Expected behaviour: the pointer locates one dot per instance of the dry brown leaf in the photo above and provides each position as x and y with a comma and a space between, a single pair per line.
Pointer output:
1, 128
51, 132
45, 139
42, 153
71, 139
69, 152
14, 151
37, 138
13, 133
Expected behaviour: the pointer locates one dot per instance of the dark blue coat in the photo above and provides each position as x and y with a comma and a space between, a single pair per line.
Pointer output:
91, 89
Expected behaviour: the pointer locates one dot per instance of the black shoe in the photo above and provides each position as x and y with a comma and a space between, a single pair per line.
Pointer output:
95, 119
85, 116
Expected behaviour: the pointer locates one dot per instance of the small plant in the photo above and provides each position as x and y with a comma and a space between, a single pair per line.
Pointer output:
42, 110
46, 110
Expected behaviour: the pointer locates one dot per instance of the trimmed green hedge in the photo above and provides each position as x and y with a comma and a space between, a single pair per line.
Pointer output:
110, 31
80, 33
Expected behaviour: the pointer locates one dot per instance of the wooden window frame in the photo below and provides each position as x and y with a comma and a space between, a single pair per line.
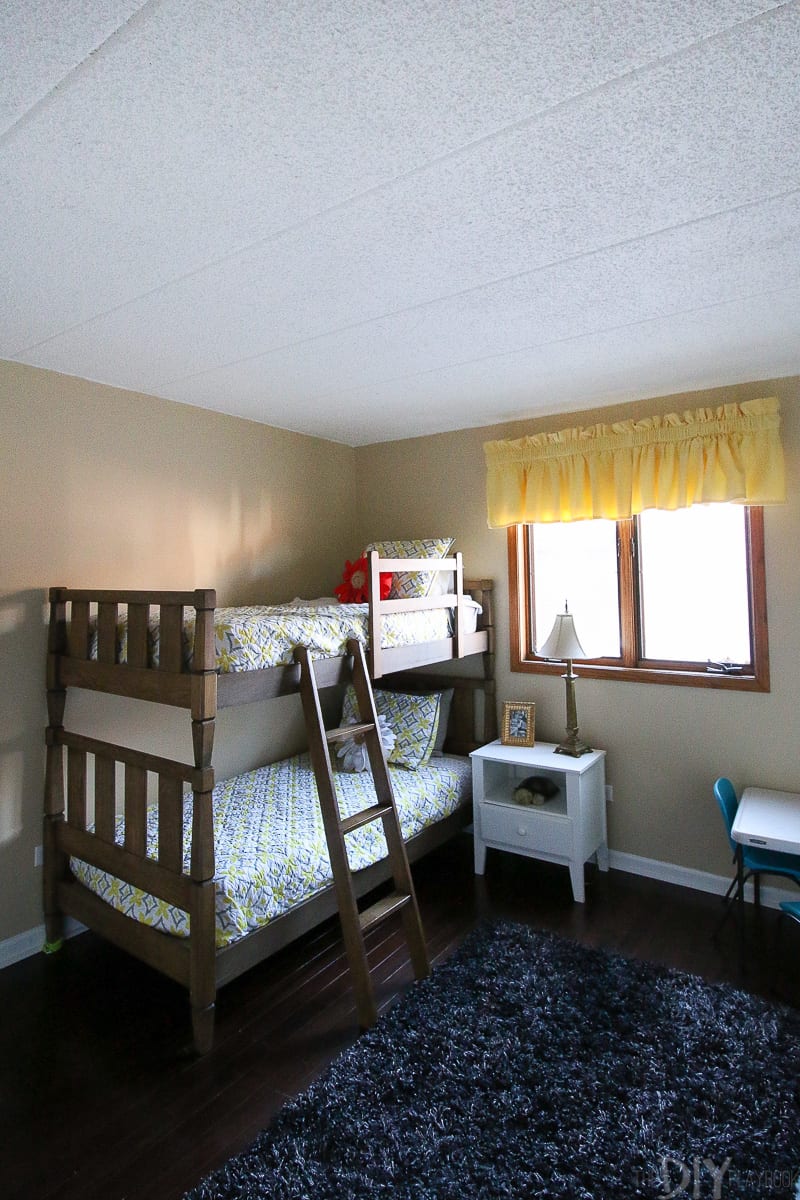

| EXERCISE TASK |
Please convert every line of the listing above into a JSON list of strings, one string per line, with blank lines skipped and the picture left out.

| EXPECTED OUTPUT |
[
  "Expected behaviour: the pointer locates one dot per instance of the dry brown leaf in the photo above and provides each position as x and y with a comma and a space between, a single pair per line.",
  "Pointer output:",
  "1, 128",
  "51, 132",
  "45, 139",
  "42, 153",
  "71, 139",
  "69, 152",
  "14, 151",
  "37, 138",
  "13, 133",
  "Expected behaviour: the pointer locates one dot per instance of the dark blue coat in the photo above and provides each position as x and y with a comma and a space between, a single pair per line.",
  "Pointer output:",
  "91, 89",
  "Expected behaviour: the pointer locates one dot per instance of the black shoe in the photo above and provides each position as x and y with a comma and a space between, a single pair per line.",
  "Pointer output:",
  "95, 119",
  "85, 116",
  "Expected behaviour: the pointer locates one dot per instance of the small plant in the photo above and provides each position as x and y with a comma and a space between, a single pair per line.",
  "Pointer output:",
  "42, 110",
  "46, 110",
  "Expected behaviour: the pointer locates one dot per instance of the trimmed green hedge in the photo above and provides each position as x and y with a comma and a space between, a single pair per line.",
  "Pointer output:",
  "110, 31",
  "80, 33",
  "Expected behaviour: the pointer locates one dot per instance of the wooden window frame in the photo below and provides each position as x and y with a comma and a space between, a single pair per line."
]